**YOUR ASSIGNMENT**
Rewrite the passage of the Sotomayor text that begins with the words containing "What these cases" and ends with "of this debate.", putting "conservatives" wherever "Republicans" appears.

**PROVIDED TEXT**
---------------
This is an interesting case, which (had Sotomayor actually been a white male) may have been brought up against her (or him, in this example) in the context of judicial attitudes towards racism. The case is known as Pappas v. Giuliani and involved a white policeman who was apparently fed up with getting donation pleas in the mail from various organizations. So he -- completely anonymously, and not identifying himself as a New York City police officer -- stuffed their return envelopes with blatant and quite ugly racist pamphlets, which he then mailed back to the organization "in protest" (as he later averred in his court case). After a lengthy investigation involving coded return envelopes being sent out in subsequent mailings, Pappas was identified as the source of the racist propaganda (which was quite ugly, as racial statements tend to be). The city fired him (which is why Rudy Giuliani is the first named defendant). Pappas sued. He lost when his case was dismissed. The court found that the NYPD were within their rights to weed out racists within their ranks, even if such racist speech was anonymous, did not identify the city or the police department, and was done on his own time.
Sotomayor's circuit court handled Pappas' appeal. In a split decision, two out of three of the judges who heard the appeal ruled with the lower court. But Sotomayor dissented, and wrote the dissent herself. She held that Pappas' First Amendment rights allowed him to be a racist on his own time, especially since he was doing so anonymously and not identifying himself as a police officer. You can read her whole dissent from the trial transcript, if interested.
Meaning Sotomayor stood up for the rights of a white racist cop over the city's right to fire him for being a white racist cop. This doesn't exactly fit with the caricature Republicans are drawing of her right now. And, as I said (in an ironic twist), if Sotomayor had been a white male, this case would now be getting a lot more attention, to say the least.
So when fairly examining the charge from the right that Sotomayor is some species of Latina-power "racist" who is on a judicial activist mission to favor minorities over white folks from the bench, it's fairly easy to see that the charge just isn't going to stick. They are reduced to making their argument over one word from one sentence from one speech given years ago. That word -- "better" -- was indeed inartfully chosen. But if she truly believed what her critics are accusing her of believing, some other evidence of her beliefs would have surfaced by now. Thousands of people, both professional and amateur, are combing her voluminous writings and decisions for political reasons right now. And all they've found is one word from one speech.
Sotomayor's critics then try to pirouette into painting her as some sort of "judicial activist" favoring minorities by using a case where she showed judicial restraint, and ignored whatever empathetic urges she may have had to legislate from the bench. That this argument makes absolutely no sense when measured against virtually every other thing Republicans have ever said about judges simply has not dawned on the mainstream media quite yet.
And in what could be called her most racially explosive case so far unearthed, Sotomayor did indeed buck the majority on her court -- in favor of a white supremacist racist cop. She's hardly a Latina Malcolm X, in other words.
What these cases prove to me, so far (there's always the possibility of "the other shoe dropping" of course) is that if anything, Sotomayor scrupulously avoids letting her heritage have any sort of bias in her decision-making as a judge, no matter how strong the provocation, or how strong the urge to legislate from the bench.
In other words, if she wasn't a Latina and a woman, she would be exactly the kind of judge Republicans have always said they support. Which begs the question, what is it exactly about Sotomayor which enrages her critics? The only difference between her and their professed ideal judge seems to be her ethnic background and her gender. I leave it for everyone to make their own conclusions as to how racism (and sexism) is truly a part of this debate.
---------------
**EXCERPTED RECORDS**
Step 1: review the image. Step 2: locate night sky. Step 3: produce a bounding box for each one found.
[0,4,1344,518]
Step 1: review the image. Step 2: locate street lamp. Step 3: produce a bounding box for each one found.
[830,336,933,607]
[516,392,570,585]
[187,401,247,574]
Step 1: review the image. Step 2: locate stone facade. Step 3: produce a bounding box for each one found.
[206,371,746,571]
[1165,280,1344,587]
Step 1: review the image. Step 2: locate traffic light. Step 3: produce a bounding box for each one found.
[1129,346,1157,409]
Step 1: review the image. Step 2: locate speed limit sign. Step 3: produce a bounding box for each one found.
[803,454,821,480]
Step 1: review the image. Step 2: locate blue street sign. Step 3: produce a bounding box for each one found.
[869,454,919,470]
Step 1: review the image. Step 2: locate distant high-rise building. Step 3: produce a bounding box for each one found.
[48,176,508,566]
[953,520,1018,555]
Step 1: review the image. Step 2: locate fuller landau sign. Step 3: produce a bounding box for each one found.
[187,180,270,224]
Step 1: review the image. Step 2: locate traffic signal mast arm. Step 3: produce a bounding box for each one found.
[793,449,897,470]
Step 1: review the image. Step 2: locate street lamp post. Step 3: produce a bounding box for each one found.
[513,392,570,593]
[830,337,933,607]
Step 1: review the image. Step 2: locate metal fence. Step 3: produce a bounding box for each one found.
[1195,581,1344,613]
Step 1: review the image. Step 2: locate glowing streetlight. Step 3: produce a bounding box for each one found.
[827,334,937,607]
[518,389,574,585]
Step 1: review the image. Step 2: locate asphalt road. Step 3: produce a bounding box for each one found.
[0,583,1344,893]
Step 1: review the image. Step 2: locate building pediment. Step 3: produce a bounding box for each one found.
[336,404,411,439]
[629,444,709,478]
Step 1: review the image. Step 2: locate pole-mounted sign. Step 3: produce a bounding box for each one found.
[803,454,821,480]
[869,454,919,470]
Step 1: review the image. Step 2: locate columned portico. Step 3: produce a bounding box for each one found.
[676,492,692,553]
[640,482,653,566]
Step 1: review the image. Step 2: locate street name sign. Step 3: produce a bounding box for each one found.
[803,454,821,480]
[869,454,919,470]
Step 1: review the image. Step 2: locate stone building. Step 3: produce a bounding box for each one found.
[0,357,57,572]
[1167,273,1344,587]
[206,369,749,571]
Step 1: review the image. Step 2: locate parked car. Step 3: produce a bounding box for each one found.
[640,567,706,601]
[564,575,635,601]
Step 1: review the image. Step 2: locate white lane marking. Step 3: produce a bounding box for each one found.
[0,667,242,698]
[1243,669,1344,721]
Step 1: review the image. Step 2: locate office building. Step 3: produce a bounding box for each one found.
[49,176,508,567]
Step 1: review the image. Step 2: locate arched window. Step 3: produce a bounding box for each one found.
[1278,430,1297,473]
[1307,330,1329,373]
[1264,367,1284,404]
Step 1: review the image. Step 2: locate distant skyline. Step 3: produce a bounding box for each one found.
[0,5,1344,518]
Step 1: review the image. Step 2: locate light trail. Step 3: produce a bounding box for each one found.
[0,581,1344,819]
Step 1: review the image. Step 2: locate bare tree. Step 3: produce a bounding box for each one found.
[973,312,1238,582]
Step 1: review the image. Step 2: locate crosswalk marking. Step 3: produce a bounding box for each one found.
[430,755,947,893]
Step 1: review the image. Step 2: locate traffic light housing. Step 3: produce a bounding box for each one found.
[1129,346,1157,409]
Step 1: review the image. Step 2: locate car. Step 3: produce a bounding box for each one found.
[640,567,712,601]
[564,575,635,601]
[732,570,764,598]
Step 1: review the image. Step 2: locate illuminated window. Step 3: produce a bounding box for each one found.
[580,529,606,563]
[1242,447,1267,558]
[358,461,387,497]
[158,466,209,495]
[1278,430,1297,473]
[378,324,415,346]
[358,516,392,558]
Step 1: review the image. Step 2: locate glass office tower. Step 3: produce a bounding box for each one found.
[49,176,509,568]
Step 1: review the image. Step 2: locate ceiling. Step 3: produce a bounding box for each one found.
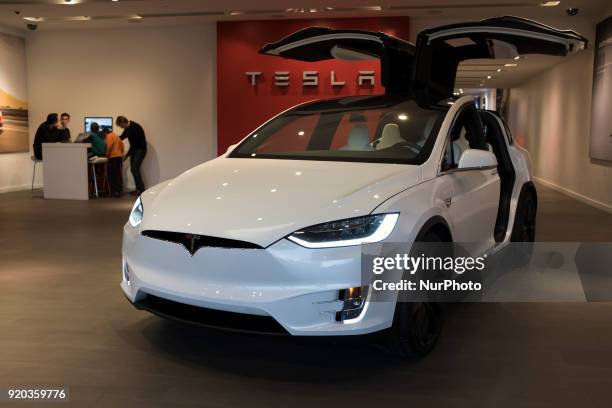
[0,0,610,30]
[0,0,612,89]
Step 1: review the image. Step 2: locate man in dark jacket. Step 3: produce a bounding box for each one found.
[115,116,147,195]
[32,113,60,160]
[59,112,70,143]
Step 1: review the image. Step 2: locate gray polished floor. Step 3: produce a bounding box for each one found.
[0,187,612,408]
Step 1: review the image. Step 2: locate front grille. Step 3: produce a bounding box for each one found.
[134,295,288,335]
[142,230,263,255]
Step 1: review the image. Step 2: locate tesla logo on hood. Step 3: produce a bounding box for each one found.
[183,234,200,255]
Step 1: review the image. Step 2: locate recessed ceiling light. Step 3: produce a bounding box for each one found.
[540,1,561,7]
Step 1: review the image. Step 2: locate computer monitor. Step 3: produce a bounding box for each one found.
[85,116,113,133]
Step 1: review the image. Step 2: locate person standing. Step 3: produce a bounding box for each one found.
[32,113,60,160]
[102,128,124,197]
[58,112,70,143]
[85,122,106,158]
[115,116,147,195]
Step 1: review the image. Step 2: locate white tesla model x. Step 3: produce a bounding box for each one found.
[121,17,586,356]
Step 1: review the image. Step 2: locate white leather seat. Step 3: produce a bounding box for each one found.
[376,123,404,150]
[338,124,373,151]
[453,129,470,163]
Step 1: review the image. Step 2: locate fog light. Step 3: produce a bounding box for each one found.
[336,286,368,322]
[123,261,130,285]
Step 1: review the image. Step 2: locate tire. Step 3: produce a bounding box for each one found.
[388,232,443,360]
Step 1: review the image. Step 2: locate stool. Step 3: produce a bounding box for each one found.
[88,157,110,198]
[30,155,42,192]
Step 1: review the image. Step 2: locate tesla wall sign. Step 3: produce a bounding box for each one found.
[245,71,374,88]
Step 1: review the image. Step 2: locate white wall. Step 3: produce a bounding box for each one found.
[23,24,216,193]
[410,15,612,211]
[509,47,612,211]
[0,27,32,193]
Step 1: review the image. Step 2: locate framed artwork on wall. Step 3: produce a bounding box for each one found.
[589,16,612,161]
[0,33,30,154]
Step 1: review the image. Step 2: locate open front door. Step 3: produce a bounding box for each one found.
---------------
**RESULT OF THE TASK**
What these cases prove to me, so far (there's always the possibility of "the other shoe dropping" of course) is that if anything, Sotomayor scrupulously avoids letting her heritage have any sort of bias in her decision-making as a judge, no matter how strong the provocation, or how strong the urge to legislate from the bench.
In other words, if she wasn't a Latina and a woman, she would be exactly the kind of judge conservatives have always said they support. Which begs the question, what is it exactly about Sotomayor which enrages her critics? The only difference between her and their professed ideal judge seems to be her ethnic background and her gender. I leave it for everyone to make their own conclusions as to how racism (and sexism) is truly a part of this debate.